_Problem description:_ The records underneath are to be repeated exactly, with the pictures left out.

[Records contained in a dataset]
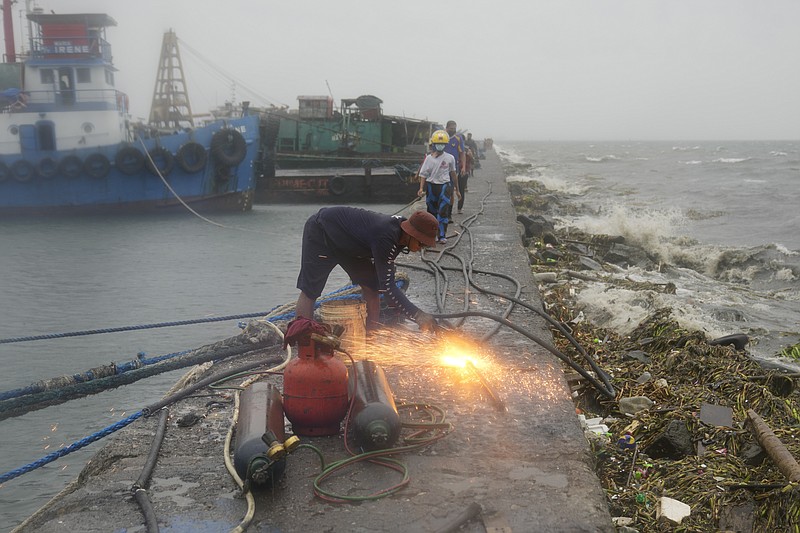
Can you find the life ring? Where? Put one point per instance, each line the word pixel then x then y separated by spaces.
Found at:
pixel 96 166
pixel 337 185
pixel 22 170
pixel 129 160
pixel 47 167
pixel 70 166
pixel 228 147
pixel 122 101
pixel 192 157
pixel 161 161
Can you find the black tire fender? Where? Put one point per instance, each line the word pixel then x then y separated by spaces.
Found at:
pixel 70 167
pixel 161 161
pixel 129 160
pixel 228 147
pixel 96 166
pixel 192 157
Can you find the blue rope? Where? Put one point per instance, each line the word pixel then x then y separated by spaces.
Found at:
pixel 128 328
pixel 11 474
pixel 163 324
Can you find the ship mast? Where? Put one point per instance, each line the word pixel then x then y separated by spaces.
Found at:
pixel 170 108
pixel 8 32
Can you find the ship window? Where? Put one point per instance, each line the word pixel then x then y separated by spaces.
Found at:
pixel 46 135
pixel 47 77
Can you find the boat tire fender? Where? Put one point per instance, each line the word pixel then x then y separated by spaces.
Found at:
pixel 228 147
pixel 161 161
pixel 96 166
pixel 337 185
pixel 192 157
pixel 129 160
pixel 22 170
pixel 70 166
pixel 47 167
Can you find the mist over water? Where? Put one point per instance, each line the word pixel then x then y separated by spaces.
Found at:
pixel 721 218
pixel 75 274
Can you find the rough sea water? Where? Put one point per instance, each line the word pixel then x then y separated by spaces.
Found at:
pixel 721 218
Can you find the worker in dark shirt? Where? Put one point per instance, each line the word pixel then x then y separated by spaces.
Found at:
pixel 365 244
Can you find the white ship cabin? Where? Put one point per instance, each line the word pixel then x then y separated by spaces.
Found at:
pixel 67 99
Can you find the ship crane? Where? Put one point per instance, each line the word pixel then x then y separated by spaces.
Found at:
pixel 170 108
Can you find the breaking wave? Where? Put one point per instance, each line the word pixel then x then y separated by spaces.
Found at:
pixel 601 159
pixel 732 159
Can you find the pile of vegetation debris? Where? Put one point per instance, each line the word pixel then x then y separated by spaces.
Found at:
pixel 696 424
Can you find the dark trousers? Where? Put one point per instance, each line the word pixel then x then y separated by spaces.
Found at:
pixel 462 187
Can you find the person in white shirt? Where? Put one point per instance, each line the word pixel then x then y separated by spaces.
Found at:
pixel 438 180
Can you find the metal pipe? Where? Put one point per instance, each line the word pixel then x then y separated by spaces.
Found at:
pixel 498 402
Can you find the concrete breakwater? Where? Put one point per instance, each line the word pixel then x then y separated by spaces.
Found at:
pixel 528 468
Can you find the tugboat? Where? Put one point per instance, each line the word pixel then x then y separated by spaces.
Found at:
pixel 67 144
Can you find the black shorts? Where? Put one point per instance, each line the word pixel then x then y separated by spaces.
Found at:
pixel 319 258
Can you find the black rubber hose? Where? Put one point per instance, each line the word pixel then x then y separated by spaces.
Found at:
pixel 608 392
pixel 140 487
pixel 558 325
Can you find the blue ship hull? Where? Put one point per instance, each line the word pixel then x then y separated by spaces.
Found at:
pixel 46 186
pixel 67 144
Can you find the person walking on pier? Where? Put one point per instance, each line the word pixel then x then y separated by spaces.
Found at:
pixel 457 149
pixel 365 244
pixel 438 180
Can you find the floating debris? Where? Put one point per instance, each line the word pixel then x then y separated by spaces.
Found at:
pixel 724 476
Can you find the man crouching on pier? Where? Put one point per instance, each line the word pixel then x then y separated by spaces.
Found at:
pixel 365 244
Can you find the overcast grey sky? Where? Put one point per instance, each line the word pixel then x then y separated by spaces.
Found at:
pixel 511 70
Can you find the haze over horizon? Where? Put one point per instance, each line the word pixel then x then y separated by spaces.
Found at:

_Final result:_
Can you find the life ring? Where? Put one point per instance, each line the word pixel then x then y separated by spaces.
Found at:
pixel 96 166
pixel 337 185
pixel 22 170
pixel 129 160
pixel 47 167
pixel 70 166
pixel 228 147
pixel 122 101
pixel 192 157
pixel 161 161
Can you find the black tire fender? Where? Put one point per instance, each line the word pixel then x then y separated by spaces.
Found at:
pixel 70 167
pixel 161 161
pixel 129 160
pixel 228 147
pixel 96 166
pixel 192 157
Can you find the blue rope? Where? Put one point per instance, each line the word pixel then x then y separated by spaces.
Found at:
pixel 128 328
pixel 11 474
pixel 163 324
Can you find the ship mast? Where? Put one point per instance, each line the word pixel then x then y separated by spaces.
Found at:
pixel 170 108
pixel 8 32
Can you find the ship window? Where? Put one point per instance, each line the word pixel then x then y separated by spaces.
Found at:
pixel 46 135
pixel 47 77
Can you find the boat tire fender? Where? Put one point per instance, each line the word pixel then x then y separated by spaces.
Found at:
pixel 228 147
pixel 161 161
pixel 96 166
pixel 337 185
pixel 192 157
pixel 129 160
pixel 22 170
pixel 70 166
pixel 47 167
Can you find the mist over water? Where? Put one point per instance, each line the word pixel then x then y separated by spaces.
Found at:
pixel 721 218
pixel 75 274
Can you find the rough sea water? Where? Put one point per instance, each line the word pixel then x then y separated by spaces.
Found at:
pixel 721 218
Can you find the worker in dark shirt? Where? Put one point per instance, each line the word pixel then x then y separated by spaces.
Found at:
pixel 365 244
Can you find the white ship cabin? Where? Put one point per instance, each line the word pixel then x then y separated by spaces.
Found at:
pixel 67 99
Can you find the ship crane? Where? Put one point per instance, each line the word pixel then x then y separated by spaces.
Found at:
pixel 170 108
Can you find the breaking wave? Where? Put one point per instance, each line the word pixel then x then y separated by spaces.
Found at:
pixel 601 159
pixel 732 159
Can you find the pile of vegetation debris? Where? Put one point per instance, each line the word pixel then x then y separated by spaces.
Found at:
pixel 696 424
Can you find the dark trousers? Where? Put one point per instance, each line the word pixel then x then y separated by spaces.
Found at:
pixel 462 187
Can you find the person in white shirt? Where? Put one point per instance, each line the word pixel then x then y separated by spaces.
Found at:
pixel 438 180
Can you find the metal pipe? Where? Put one point per instance, each line the word pixel then x then y separated by spaces.
Found at:
pixel 498 402
Can you find the concrete breakwater? Where? Put one point per instance, each line the word pixel then x then y separated by spaces.
Found at:
pixel 528 468
Can you find the tugboat? Where? Put one point per instance, each line the word pixel then x then y separated by spaces.
Found at:
pixel 67 144
Can you find the black shorts? Where? Put one point per instance, each line the word pixel then x then y separated by spaces.
Found at:
pixel 319 258
Can you find the black rubber hose? Where? Put one point per instance, each line the word pixel then x then y separated by spaces.
Found at:
pixel 608 392
pixel 140 487
pixel 558 325
Can you find the blue ship hull? Where? Put one point per instance, each line the word pixel then x then y separated by spaces.
Found at:
pixel 46 186
pixel 67 144
Can you find the person walking on pier? Where? Put one point per instance, each line the word pixel then x then y separated by spaces.
Found at:
pixel 457 149
pixel 365 244
pixel 438 180
Can you find the floating debris? Where? Put one point per instance, each line the word pixel then x then y separated by spaces.
Found at:
pixel 724 476
Can you find the man crouching on pier? Where? Put one point per instance, each line the word pixel then x then y separated by spaces.
Found at:
pixel 365 244
Can you find the overcast grey sky? Where? Put one point per instance, each line the word pixel then x then y separated by spaces.
Found at:
pixel 511 70
Can you find the haze over horizon? Where? Put one point per instance, each line the word pixel then x then y separated by spaces.
Found at:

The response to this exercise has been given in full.